[EXERCISE AIM] Report each line below that contains the string "gray", copying every such line in full.

━━ ENTRIES

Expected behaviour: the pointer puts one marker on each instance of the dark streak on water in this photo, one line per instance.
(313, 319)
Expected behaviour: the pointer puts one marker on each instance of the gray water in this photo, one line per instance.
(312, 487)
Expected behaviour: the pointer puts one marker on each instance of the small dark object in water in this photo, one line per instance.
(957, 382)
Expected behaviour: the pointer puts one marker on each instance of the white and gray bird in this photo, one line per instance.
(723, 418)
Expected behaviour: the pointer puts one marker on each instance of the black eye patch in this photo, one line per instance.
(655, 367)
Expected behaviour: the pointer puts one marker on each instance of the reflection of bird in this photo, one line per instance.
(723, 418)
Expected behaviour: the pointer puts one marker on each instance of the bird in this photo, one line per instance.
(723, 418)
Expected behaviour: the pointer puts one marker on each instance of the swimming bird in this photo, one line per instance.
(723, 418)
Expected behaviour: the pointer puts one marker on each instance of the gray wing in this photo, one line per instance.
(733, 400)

━━━━
━━ ENTRIES

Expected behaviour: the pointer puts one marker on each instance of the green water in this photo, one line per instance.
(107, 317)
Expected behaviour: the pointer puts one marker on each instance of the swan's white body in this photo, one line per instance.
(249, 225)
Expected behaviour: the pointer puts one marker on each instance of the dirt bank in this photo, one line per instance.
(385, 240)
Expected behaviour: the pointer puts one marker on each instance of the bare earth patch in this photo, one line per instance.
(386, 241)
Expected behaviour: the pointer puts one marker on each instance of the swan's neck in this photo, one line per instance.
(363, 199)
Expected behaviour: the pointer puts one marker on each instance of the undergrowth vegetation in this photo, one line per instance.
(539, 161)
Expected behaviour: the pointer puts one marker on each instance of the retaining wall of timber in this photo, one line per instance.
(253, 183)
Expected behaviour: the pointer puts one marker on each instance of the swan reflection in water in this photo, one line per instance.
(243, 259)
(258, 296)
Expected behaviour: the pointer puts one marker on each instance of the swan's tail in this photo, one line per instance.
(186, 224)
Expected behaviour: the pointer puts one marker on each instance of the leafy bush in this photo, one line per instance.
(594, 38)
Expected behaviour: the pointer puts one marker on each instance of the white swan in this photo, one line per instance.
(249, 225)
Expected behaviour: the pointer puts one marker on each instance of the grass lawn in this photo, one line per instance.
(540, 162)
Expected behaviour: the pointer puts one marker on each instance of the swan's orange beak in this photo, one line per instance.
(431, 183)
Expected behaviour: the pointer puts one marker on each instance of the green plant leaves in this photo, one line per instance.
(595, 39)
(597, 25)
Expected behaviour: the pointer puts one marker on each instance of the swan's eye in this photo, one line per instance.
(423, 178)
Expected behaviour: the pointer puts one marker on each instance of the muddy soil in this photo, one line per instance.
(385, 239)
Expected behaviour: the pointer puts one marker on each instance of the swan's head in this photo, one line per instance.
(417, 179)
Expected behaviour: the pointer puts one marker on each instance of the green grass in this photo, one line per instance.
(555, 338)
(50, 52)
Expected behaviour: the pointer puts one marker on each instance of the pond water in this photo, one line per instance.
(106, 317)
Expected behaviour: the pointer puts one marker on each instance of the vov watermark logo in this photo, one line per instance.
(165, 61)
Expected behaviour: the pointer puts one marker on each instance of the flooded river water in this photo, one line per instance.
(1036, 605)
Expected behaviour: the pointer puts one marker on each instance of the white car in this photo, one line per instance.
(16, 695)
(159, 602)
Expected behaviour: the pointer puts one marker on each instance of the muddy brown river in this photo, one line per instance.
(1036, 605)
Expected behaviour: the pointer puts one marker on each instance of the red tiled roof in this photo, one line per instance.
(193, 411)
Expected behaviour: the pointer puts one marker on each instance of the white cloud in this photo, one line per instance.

━━━━

[SOLVED EXERCISE]
Expected behaviour: the pointer puts one marker on each instance of the gray water in this photo, one line per instance.
Expected behaviour: the pointer puts one marker on each instance of the white and gray bird in this photo, one line per instance.
Expected behaviour: the pointer puts one marker on each instance of the gray wing in this photo, one line per instance.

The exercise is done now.